[Dovecot] Large & busy site, NFS with deliver only servers
Timo / Others,
I have been working on a new installation for a fairly busy site, and after many weeks of tribulation have come to an architecture Im happy with: 2x Debian (2.6.18) - MXing machines running Postfix / MailScanner / Dovecot-LDA (A slightly patched RC17 for prettier Quota bounces) 2x Debian (2.6.18) - Mail retrieval machines running Dovecot IMAP/POP3 (Currently RC17) 3x Node Isilon NFS cluster (NetApp type devices)
I chose Dovecot-LDA over Postfix-Virtual / Maildrop / Procmail due to its
hassle free auto creation of new user maildirs, and the funkyness of built
in Sieve functionality. The on the fly indexing sounded like a bonus at the
time. However as Im sure all people who stress test with index's stored
over NFS find, index locking makes for some 'spectacular crashes' (see
others previous posts).
I have tried out the recommended mount options and locking methods to no
avail. Once under some stress, say ~60 messages a minute from the two front
end machines, understandably the index's get pickled instantly. So as a
hack way around the index locking problems, I have configured the MXing
machines to index locally to no where (/tmp) - and deal with the very
slightly slower IMAP/POP3 performance on the retrieval side.
Is there way to tell/patch Dovecot-LDA not to bother with indexing? So Im not creating unused index files.
Cheers
Dean Manners
On Mon, 2007-01-22 at 22:08 +1100, Dean Manners wrote:
Is there way to tell/patch Dovecot-LDA not to bother with indexing? So Im not creating unused index files.
mail_location = ...:INDEX=MEMORY
If you want the same dovecot.conf to use indexes for pop3/imap, put the mail_location inside protocol lda {}
Thanks Timo. It definitely seemed to make some improvement, but I still end up crashing out after a couple of minutes with:
Jan 22 23:30:48 mailfilter01 deliver(drawkcab@drawkcab.com): seq = 1161, rec->uid = 0, first_new_seq = 1161, records = 1160 Jan 22 23:30:48 mailfilter01 deliver(drawkcab@drawkcab.com): Raw backtrace: /usr/lib/dovecot/deliver(i_syslog_panic_handler+0x2b) [0x80a6d8b ] -> /usr/lib/dovecot/deliver [0x80a6ba9] -> /usr/lib/dovecot/deliver [0x808a102] -> /usr/lib/dovecot/deliver [0x808a203] -> /usr/lib/doveco t/deliver [0x808a2f6] -> /usr/lib/dovecot/deliver(mail_index_transaction_commit+0x43) [0x808a663] -> /usr/lib/dovecot/deliver(index_transact ion_commit+0x28) [0x8080808] -> /usr/lib/dovecot/deliver(maildir_transaction_commit+0x29) [0x805c7f9] -> /usr/lib/dovecot/modules/lda/lib10_ quota_plugin.so [0xb7dc8dc5] -> /usr/lib/dovecot/deliver(mailbox_transaction_commit+0x20) [0x8099b70] -> /usr/lib/dovecot/deliver(deliver_sa ve+0xac) [0x805628c] -> /usr/lib/dovecot/modules/lda/lib90_cmusieve_plugin.so [0xb7daba0e] -> /usr/lib/dovecot/modules/lda/lib90_cmusieve_pl ugin.so [0xb7dba48d] -> /usr/lib/dovecot/modules/lda/lib90_cmusieve_plugin.so(sieve_execute_bytecode +0x12e) [0xb7dba95e] -> /usr/lib/dovecot /modules/lda/lib90_cmusieve_plugin.so(cmu_sieve_run
Tried disabling sieve and maildir plugins but still crashed out with the same message. Config used is: http://www.drawkcab.com/dumpyard/deliverydovecot.conf.txt http://www.drawkcab.com/dumpyard/deliverydovecot-sql.conf.txt
Dean Manners
-----Original Message----- From: Timo Sirainen [mailto:tss@iki.fi] Sent: Monday, January 22, 2007 10:38 PM To: Dean Manners Cc: dovecot@dovecot.org Subject: Re: [Dovecot] Large & busy site, NFS with deliver only servers
On Mon, 2007-01-22 at 22:08 +1100, Dean Manners wrote:
Is there way to tell/patch Dovecot-LDA not to bother with indexing? So Im not creating unused index files.

### Stored items
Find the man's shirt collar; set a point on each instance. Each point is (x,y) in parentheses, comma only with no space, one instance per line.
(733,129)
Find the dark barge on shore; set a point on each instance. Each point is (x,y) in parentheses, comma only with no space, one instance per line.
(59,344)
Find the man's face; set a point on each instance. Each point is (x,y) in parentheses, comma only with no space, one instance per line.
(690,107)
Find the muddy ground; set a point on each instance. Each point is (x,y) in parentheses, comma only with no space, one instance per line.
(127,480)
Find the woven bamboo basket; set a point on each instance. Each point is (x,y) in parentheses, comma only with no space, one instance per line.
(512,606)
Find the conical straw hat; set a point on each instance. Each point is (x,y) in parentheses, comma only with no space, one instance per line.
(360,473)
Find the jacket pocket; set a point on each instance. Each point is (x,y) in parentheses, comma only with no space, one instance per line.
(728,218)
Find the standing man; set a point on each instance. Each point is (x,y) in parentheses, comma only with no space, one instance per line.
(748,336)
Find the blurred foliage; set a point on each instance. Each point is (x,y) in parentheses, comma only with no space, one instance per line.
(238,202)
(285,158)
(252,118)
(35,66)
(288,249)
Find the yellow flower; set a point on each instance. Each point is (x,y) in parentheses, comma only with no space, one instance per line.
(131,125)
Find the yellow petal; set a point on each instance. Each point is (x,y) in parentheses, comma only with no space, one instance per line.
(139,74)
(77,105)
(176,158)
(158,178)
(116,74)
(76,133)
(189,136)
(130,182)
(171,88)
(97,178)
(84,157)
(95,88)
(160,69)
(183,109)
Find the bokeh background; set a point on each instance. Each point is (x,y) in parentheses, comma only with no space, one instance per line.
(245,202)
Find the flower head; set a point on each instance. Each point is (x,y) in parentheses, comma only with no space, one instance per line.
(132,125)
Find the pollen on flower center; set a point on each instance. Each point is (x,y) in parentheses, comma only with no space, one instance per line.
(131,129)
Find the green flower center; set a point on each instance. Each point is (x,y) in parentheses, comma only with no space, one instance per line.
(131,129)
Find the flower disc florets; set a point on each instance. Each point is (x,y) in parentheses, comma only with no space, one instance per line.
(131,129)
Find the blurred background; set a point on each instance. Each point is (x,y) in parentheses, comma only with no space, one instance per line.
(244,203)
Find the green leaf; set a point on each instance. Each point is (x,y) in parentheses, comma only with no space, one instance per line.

--

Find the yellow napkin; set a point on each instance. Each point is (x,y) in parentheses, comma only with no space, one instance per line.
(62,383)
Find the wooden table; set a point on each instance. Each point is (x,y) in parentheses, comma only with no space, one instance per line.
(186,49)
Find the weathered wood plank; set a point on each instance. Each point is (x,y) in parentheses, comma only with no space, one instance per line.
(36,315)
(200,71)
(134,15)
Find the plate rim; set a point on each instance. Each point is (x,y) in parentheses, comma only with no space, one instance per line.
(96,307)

### BRIEF 1
Copy, word for word, the stretch of the Dovecot thread that begins at the words "I have tried" and stops after "the retrieval side.".
### BRIEF 2
List every line of the rows that contains the string "blurred", where upper and lower case count as different.
The Dovecot thread and the rows were taken from different sources.

### EXERCISE RESPONSE 1
I have tried out the recommended mount options and locking methods to no
avail. Once under some stress, say ~60 messages a minute from the two front
end machines, understandably the index's get pickled instantly. So as a
hack way around the index locking problems, I have configured the MXing
machines to index locally to no where (/tmp) - and deal with the very
slightly slower IMAP/POP3 performance on the retrieval side.

### EXERCISE RESPONSE 2
Find the blurred foliage; set a point on each instance. Each point is (x,y) in parentheses, comma only with no space, one instance per line.
Find the blurred background; set a point on each instance. Each point is (x,y) in parentheses, comma only with no space, one instance per line.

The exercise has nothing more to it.